<<<<
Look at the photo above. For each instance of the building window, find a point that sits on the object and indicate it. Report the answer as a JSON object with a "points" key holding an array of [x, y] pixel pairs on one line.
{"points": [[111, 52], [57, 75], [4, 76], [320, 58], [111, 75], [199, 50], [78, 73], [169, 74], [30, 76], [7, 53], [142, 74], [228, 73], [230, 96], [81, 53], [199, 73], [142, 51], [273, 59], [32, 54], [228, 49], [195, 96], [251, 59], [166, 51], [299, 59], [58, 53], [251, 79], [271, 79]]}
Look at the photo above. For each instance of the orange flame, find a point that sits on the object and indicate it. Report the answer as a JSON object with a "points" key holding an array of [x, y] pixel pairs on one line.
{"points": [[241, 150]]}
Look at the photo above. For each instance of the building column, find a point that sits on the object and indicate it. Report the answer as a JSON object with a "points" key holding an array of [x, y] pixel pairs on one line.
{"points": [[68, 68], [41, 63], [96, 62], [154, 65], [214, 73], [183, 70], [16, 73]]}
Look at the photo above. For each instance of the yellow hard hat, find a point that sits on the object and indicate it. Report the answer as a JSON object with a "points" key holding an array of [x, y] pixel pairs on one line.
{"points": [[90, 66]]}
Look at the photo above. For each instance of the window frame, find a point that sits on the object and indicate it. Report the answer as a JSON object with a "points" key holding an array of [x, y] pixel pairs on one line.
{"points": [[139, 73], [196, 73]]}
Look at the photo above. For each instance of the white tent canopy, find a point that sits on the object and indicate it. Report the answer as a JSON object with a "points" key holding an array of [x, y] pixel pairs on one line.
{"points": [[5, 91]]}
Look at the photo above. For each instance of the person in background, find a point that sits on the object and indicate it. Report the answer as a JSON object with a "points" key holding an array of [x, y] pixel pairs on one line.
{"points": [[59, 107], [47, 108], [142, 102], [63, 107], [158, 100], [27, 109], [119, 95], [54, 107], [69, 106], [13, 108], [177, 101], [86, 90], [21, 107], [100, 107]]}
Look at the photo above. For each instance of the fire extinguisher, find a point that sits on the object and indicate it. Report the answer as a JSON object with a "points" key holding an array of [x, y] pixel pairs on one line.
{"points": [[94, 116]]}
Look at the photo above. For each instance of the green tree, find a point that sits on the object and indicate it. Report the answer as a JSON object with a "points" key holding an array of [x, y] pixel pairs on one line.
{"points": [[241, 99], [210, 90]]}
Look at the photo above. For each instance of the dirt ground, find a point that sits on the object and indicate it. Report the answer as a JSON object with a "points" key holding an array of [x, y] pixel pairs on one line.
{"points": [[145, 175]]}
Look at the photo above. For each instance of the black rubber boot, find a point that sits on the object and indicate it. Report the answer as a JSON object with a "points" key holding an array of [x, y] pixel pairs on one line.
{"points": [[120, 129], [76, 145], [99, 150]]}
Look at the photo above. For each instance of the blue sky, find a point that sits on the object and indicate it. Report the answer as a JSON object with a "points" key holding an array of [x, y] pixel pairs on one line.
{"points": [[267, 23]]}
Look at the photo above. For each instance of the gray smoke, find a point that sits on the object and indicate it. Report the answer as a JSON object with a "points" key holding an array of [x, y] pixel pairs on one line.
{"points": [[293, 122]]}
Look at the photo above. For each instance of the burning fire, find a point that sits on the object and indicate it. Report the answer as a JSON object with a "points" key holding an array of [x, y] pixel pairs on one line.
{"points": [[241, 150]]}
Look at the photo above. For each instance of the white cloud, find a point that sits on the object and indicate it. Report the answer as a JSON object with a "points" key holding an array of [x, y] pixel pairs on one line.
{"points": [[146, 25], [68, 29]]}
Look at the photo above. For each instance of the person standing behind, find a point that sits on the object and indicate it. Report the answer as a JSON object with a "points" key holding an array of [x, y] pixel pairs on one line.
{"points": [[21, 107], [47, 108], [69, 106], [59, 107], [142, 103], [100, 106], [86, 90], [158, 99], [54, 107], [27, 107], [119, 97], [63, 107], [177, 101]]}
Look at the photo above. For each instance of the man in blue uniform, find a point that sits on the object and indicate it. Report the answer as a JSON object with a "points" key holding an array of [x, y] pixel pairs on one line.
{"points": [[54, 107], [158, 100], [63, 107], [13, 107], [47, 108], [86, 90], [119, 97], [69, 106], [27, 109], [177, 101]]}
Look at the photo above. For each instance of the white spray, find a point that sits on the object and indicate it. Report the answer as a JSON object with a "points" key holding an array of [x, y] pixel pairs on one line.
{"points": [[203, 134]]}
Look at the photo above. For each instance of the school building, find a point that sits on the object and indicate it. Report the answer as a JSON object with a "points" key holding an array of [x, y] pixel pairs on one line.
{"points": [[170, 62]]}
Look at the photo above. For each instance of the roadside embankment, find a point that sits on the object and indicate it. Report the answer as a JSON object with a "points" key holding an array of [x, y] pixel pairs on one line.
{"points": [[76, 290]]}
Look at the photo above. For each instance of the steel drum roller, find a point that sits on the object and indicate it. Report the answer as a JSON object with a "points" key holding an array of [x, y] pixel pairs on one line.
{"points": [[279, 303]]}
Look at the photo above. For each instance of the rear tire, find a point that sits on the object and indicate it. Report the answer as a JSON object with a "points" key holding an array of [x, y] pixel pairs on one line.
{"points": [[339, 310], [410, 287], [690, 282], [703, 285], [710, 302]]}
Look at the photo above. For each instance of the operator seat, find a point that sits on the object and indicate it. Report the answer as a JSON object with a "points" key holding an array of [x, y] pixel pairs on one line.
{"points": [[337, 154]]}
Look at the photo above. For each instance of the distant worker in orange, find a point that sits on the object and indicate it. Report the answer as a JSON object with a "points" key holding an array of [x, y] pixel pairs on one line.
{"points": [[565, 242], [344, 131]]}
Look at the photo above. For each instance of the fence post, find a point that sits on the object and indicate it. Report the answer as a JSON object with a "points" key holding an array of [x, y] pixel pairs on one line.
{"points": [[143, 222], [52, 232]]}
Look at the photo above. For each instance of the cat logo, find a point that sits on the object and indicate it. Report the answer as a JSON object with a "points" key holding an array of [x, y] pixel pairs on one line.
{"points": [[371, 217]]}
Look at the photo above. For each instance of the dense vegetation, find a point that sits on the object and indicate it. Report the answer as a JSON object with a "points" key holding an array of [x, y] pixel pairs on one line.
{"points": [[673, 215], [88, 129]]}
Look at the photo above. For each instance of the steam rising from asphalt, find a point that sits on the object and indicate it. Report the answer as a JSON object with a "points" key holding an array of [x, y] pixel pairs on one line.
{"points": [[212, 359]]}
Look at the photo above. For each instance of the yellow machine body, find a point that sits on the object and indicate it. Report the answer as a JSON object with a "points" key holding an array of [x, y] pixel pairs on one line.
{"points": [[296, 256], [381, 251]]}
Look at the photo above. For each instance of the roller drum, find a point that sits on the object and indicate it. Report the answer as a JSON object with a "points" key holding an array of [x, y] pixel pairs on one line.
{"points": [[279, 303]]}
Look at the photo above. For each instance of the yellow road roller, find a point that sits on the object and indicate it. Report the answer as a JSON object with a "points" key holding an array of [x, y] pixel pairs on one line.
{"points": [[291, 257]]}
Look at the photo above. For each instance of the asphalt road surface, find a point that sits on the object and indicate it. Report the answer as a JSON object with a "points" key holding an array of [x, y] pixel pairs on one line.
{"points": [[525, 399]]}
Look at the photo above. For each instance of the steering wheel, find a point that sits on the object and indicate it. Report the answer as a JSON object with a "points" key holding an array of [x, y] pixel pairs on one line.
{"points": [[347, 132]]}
>>>>
* _WHAT NEEDS TO BE DONE_
In the answer, each line of the data must appear exactly as written.

* _PROBLEM SOLUTION_
Look at the photo above. For each instance of the building window, find a point that sits on the object and indicate it. Report the answer as a JSON object with a "points" key holding an array of [x, y] pixel pairs on one line.
{"points": [[111, 52], [57, 75], [4, 76], [320, 58], [111, 75], [199, 50], [78, 73], [169, 74], [30, 76], [7, 53], [142, 74], [228, 73], [230, 96], [81, 53], [199, 73], [142, 51], [273, 59], [32, 54], [228, 49], [195, 96], [251, 59], [166, 51], [299, 59], [58, 53], [251, 79], [271, 79]]}
Look at the photo above. For each instance of the orange flame, find a point that sits on the object and indicate it. Report the answer as a JSON object with a "points" key holding an array of [x, y] pixel pairs on one line.
{"points": [[241, 150]]}
Look at the photo above. For each instance of the building column, find a point that sits on the object and indicate it. Report the answer as a JSON object with a "points" key holding an array of [x, y] pixel pairs on one line.
{"points": [[68, 68], [41, 63], [96, 62], [154, 65], [214, 73], [183, 70], [16, 73]]}
Look at the photo above. For each instance of the yellow hard hat, find a point that sits on the object and indicate it. Report the answer as a JSON object with a "points" key holding an array of [x, y] pixel pairs on one line.
{"points": [[90, 66]]}
Look at the photo above. For each instance of the window frame, find a point that sits on the object and indicate it. Report the answer as a JSON object with a "points" key holding an array of [x, y] pixel pairs on one line.
{"points": [[139, 73], [196, 73]]}
Look at the photo above. For each instance of the white tent canopy, find a point that sits on the object and indicate it. Report the answer as a JSON object with a "points" key holding an array of [x, y] pixel pairs on one line.
{"points": [[5, 91]]}
Look at the photo above. For each instance of the person in background, find a point that sits on the object and indicate it. Report the answer as a JSON object with a "points" key holding an array of [x, y] pixel pairs on one line.
{"points": [[59, 107], [47, 108], [142, 102], [63, 107], [158, 100], [27, 109], [119, 95], [54, 107], [69, 106], [13, 108], [177, 101], [86, 90], [21, 107], [100, 107]]}
Look at the photo above. For each instance of the fire extinguisher, find a point that sits on the object and indicate it. Report the answer as a JSON object with a "points" key holding an array of [x, y] pixel pairs on one line.
{"points": [[94, 116]]}
Look at the photo above. For each instance of the green tree, find a point that sits on the object and indicate it. Report the answer as a JSON object with a "points" key holding an array of [x, y] pixel pairs on one line.
{"points": [[241, 99], [210, 90]]}
Look at the photo above. For each instance of the dirt ground, find a point that sits on the object and indicate it. Report the answer as a JSON object with a "points" key holding an array of [x, y] pixel pairs on one line.
{"points": [[145, 175]]}
Look at the photo above. For each instance of the black rubber boot, find a point that sits on the object and indicate it. Report the answer as a JSON object with a "points" key holding an array of [x, y] pixel pairs on one line.
{"points": [[120, 129], [76, 145], [99, 150]]}
Look at the photo above. For each instance of the blue sky, find a point that sits on the object and indicate it. Report the answer as a JSON object with a "points" key holding an array of [x, y] pixel pairs on one line.
{"points": [[267, 23]]}
Look at the photo above. For each instance of the gray smoke, find a point that sits on the object and indicate it. Report the answer as a JSON object with a "points" key holding an array of [x, y] pixel pairs on one line.
{"points": [[293, 122]]}
Look at the photo above. For each instance of the burning fire, find a point that sits on the object and indicate it. Report the answer as a JSON object with a "points" key holding an array of [x, y] pixel pairs on one line.
{"points": [[241, 150]]}
Look at the photo above. For each instance of the white cloud, find a point that sits on the object and indicate it. Report the answer as a JSON object with a "points" key holding an array of [x, y] pixel pairs on one line.
{"points": [[146, 25], [68, 29]]}
Look at the photo above. For each instance of the person standing behind, find a point that sits on the object and indicate it. Report the answer as a JSON object with a "points" key holding an array of [x, y] pixel pairs on one line.
{"points": [[21, 107], [47, 108], [69, 106], [59, 107], [142, 103], [100, 106], [86, 90], [158, 99], [54, 107], [27, 107], [119, 97], [63, 107], [177, 101]]}
Look at the photo above. For each instance of the man in blue uniform, find a point that sits on the object and indicate it. Report the answer as a JSON object with a "points" key holding an array of [x, y] pixel pairs on one line.
{"points": [[54, 107], [158, 100], [63, 107], [13, 107], [47, 108], [86, 90], [119, 97], [69, 106], [27, 109], [177, 101]]}
Look at the photo above. For each instance of the white spray, find a point that sits on the object and indicate it. Report the answer as a JSON object with a "points" key holding an array of [x, y] pixel pairs on one line.
{"points": [[203, 134]]}
Look at the photo above. For each instance of the school building, find a point that sits on the object and indicate it. Report the answer as a JSON object with a "points" key holding an array of [x, y] pixel pairs on one line.
{"points": [[170, 62]]}
Look at the photo above. For each instance of the roadside embankment, find a point that sits on the object and indicate it. Report the answer as a JSON object with a "points" key holding an array of [x, y] pixel pairs on one line.
{"points": [[76, 290]]}
Look at the photo above. For each instance of the steel drum roller, find a point that sits on the object and indicate it. Report the answer as a JSON object with a "points" key holding an array of [x, y] pixel pairs on one line.
{"points": [[279, 303]]}
Look at the photo above. For each instance of the rear tire, find a point that sits on the object and indicate it. Report the answer as a JSON object with a "points" key holding an array of [x, y] pixel pairs on one line.
{"points": [[339, 310], [410, 287], [690, 282], [703, 285], [710, 302]]}
Look at the photo above. For each instance of the operator seat, find a point that sits on the object and indicate it. Report the answer as a JSON object with a "points" key holding an array of [x, y] pixel pairs on one line.
{"points": [[337, 154]]}
Look at the photo above. For each instance of the distant worker in orange, find a point that sits on the object and indicate it. Report the answer as a JSON object with a "points" key holding an array of [x, y] pixel pairs on one line.
{"points": [[565, 242], [344, 131]]}
Look at the photo above. For each instance of the fence post, find a point that sits on the object and indicate it. Report the answer as a JSON object with a "points" key holding an array of [x, y] pixel pairs on one line.
{"points": [[143, 222], [52, 232]]}
Look at the photo above. For each instance of the cat logo, find a point that sits on the object and indicate it. Report the answer as a JSON object with a "points" key holding an array of [x, y] pixel pairs on one line.
{"points": [[371, 217]]}
Look at the photo above. For each instance of the dense vegetation, find a point that sits on the object and indicate it. Report the answer as a JSON object with a "points" key holding an array of [x, y] pixel pairs on one line.
{"points": [[673, 215], [88, 129]]}
Look at the photo above. For each instance of the steam rising from asphalt, find a point that sits on the object and indicate it. Report the answer as a JSON object with a "points" key holding an array of [x, y] pixel pairs on one line.
{"points": [[212, 359]]}
Look at the photo above. For each instance of the yellow machine body, find a point that sits on the object and indicate it. Report the answer as a JSON object with a "points" key holding an array of [x, y] pixel pairs on one line.
{"points": [[296, 256], [381, 251]]}
Look at the photo above. For each instance of the roller drum, find a point that sits on the object and indicate it. Report the answer as a JSON object with a "points" key holding an array of [x, y] pixel pairs on one line.
{"points": [[279, 303]]}
Look at the photo above. For each instance of the yellow road roller, find a point that sits on the object and indicate it. Report the answer as a JSON object with a "points" key holding an array of [x, y] pixel pairs on one line.
{"points": [[291, 257]]}
Look at the photo above. For each instance of the asphalt road surface, find a point that sits on the object and indicate it. Report the answer as a JSON object with a "points" key holding an array of [x, y] pixel pairs on one line.
{"points": [[525, 399]]}
Look at the photo above. For each instance of the steering wheel, find a point that sits on the object and indicate it. Report the answer as a JSON object with a "points" key holding an array of [x, y] pixel pairs on one line.
{"points": [[347, 132]]}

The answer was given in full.